● **WHAT THE TASK REQUIRES**
Beginning with the line where "form: x=30 y=414." appears, restate the lines word for word through the last one in the listing.

● **MATERIAL FOR THIS EXERCISE**
____________
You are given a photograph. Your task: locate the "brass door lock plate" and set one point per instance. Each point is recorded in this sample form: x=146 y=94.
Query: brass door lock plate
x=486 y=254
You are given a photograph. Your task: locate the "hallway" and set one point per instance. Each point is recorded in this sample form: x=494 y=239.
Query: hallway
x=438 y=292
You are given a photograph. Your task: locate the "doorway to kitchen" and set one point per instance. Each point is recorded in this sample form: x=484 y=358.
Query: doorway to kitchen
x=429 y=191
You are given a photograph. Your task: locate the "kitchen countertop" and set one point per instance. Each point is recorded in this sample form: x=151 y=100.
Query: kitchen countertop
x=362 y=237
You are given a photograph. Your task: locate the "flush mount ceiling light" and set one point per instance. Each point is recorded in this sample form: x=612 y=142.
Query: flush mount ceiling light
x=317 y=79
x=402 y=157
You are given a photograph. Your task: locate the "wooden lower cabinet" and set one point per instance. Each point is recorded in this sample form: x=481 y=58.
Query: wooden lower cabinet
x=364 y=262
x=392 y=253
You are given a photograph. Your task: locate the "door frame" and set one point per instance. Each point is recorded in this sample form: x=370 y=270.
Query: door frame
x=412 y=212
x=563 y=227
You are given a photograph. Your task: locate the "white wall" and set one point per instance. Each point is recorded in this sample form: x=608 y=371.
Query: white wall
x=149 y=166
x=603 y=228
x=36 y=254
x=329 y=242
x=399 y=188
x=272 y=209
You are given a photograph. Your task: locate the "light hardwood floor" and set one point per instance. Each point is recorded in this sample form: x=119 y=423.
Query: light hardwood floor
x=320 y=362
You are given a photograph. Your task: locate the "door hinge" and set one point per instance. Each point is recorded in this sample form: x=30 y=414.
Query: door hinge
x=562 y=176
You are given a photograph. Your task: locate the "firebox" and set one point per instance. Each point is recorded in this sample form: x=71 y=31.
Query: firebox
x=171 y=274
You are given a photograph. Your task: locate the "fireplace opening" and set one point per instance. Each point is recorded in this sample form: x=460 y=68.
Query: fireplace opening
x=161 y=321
____________
● **EXERCISE OUTPUT**
You are given a photograph. Your task: locate the "door hinge" and set one point per instance. Each point is recorded in this sample form: x=30 y=414.
Query: door hinge
x=562 y=176
You are given a photograph. Your task: locate the "firebox" and set one point per instance. Each point is recorded in this sample form: x=71 y=31.
Query: firebox
x=171 y=274
You are given a photograph. Your task: locate the "fireplace opening" and set one point per instance. Each point is recorded in this sample form: x=460 y=68.
Query: fireplace opening
x=161 y=321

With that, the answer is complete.